● **WORK TO COMPLETE**:
How many distinct letters does the set of Eye Chart letters hold, according to the text on making words from Eye Chart letters?

● **PROVIDED TEXT**:
# I've thought frequently about how many unique real words could be made using only the letters of the Eye Chart. It sounds like a perfect task for computer science and Python. So here we go

### The Eye Chart letters as a set

In [108]:
snellen_set = set(['e', 'f', 'p', 't', 'o', 'z', 'l', 'p',
                     'e', 'd', 'p', 'e', 'c', 'f', 'd', 'e',
                     'd', 'f', 'c', 'z', 'p', 'f', 'e', 'l',
                     'o', 'p', 'z', 'd', 'd', 'e', 'f', 'p', 
                     'o', 't', 'e', 'c', 'l', 'e', 'f', 'o', 
                     'd', 'p', 'c', 't', 'f', 'd', 'p', 'l', 
                     't', 'c', 'e', 'o', 'p', 'e', 'z', 'o',
                     'l', 'c', 'f', 't', 'd'])
snellen_set = list(snellen_set)
len(snellen_set)

9

### As a list

In [109]:
snellen_list = ['e', 'f', 'p', 't', 'o', 'z', 'l', 'p',
                     'e', 'd', 'p', 'e', 'c', 'f', 'd', 'e',
                     'd', 'f', 'c', 'z', 'p', 'f', 'e', 'l',
                     'o', 'p', 'z', 'd', 'd', 'e', 'f', 'p', 
                     'o', 't', 'e', 'c', 'l', 'e', 'f', 'o', 
                     'd', 'p', 'c', 't', 'f', 'd', 'p', 'l', 
                     't', 'c', 'e', 'o', 'p', 'e', 'z', 'o',
                     'l', 'c', 'f', 't', 'd']
len(snellen_list)

61

In [110]:
for i in range(len(snellen_set)):
    snellen_set[i] = snellen_set[i].upper()

#### Making a class to get rid of curly brackets when printing out our set of Test Card letters

In [111]:
class sset(set):
    def __str__(self):
        return ', '.join([str(i) for i in self])

● **SUPPLIED DATA**:

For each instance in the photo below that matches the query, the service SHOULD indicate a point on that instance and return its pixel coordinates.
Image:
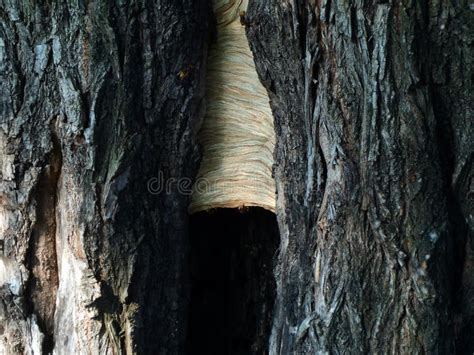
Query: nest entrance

● **THE OUTPUT**:
Nine.